#### Excerpts from a dataset:
==============================

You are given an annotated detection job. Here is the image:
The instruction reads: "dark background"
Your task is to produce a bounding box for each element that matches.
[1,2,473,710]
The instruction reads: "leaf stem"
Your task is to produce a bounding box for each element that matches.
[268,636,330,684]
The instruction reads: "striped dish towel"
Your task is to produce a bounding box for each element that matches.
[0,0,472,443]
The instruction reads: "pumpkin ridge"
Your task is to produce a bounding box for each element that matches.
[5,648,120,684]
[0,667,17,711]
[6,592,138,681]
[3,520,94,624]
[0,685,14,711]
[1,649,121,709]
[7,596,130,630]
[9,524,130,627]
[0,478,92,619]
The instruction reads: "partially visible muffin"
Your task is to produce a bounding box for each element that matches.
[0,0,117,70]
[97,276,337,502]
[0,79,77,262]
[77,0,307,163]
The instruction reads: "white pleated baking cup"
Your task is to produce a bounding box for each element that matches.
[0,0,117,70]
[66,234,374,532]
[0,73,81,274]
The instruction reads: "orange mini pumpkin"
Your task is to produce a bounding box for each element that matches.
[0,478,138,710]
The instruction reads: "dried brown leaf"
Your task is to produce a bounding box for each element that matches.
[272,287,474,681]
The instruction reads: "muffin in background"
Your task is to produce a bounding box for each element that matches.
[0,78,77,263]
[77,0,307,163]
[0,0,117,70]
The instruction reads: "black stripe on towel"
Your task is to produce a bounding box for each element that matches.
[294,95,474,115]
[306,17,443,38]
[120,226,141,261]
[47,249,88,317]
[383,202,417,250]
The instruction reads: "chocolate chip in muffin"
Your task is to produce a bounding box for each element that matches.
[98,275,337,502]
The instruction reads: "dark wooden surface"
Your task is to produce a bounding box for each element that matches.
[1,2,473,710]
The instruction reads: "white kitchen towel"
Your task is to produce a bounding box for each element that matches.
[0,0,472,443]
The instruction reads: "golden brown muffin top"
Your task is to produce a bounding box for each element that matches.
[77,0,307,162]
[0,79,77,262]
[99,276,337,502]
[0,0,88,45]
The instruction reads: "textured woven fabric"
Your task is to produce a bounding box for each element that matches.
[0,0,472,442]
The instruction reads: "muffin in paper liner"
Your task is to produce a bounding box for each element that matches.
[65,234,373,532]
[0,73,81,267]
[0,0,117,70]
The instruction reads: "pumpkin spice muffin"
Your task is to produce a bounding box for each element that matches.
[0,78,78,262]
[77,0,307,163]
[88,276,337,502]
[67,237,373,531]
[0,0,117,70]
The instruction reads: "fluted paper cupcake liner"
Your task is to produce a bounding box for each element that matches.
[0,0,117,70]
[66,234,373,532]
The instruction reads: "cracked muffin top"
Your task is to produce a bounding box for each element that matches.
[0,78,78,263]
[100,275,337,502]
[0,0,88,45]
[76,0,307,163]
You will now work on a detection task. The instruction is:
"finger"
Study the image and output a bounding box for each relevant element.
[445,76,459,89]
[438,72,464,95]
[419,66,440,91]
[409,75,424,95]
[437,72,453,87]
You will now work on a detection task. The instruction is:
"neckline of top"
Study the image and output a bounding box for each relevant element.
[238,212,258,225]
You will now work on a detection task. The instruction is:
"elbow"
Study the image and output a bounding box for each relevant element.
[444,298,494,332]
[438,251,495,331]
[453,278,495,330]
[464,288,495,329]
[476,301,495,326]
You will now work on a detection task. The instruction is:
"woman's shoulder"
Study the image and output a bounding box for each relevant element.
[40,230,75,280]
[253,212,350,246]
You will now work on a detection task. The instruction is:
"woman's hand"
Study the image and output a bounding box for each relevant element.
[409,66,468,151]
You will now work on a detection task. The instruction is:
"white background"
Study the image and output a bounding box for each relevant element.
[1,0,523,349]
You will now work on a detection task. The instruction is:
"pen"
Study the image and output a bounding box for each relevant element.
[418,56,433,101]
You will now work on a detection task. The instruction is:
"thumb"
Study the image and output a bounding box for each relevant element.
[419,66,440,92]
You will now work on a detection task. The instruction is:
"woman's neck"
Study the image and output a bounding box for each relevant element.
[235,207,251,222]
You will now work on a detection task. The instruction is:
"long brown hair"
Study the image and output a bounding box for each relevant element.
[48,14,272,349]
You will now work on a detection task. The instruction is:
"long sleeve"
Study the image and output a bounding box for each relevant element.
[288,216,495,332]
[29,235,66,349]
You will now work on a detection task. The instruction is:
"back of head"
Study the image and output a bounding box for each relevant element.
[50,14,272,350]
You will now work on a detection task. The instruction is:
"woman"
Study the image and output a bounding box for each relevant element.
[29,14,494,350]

==============================

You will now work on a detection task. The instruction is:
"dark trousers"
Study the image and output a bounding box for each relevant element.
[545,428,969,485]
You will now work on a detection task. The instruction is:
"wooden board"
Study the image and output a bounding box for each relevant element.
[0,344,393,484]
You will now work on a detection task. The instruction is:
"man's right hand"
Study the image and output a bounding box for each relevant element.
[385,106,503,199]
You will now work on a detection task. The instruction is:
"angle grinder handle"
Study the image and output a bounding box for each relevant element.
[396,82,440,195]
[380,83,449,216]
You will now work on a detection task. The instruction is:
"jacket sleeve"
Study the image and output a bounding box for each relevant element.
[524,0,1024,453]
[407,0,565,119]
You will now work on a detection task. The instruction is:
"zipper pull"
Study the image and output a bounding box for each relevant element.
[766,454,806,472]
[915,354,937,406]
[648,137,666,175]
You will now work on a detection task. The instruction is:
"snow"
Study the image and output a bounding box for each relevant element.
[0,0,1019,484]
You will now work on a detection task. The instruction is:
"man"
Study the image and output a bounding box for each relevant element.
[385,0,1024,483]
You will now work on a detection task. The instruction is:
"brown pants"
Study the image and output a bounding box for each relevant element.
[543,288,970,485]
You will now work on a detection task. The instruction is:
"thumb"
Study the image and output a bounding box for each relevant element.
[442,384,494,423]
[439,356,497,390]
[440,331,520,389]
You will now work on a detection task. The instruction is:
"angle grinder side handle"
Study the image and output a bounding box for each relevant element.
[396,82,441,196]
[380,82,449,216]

==============================

#### Exercise aim:
Say how many lines of the data include the string "paper". Nothing other than the number should be given.

#### Result of the exercise:
2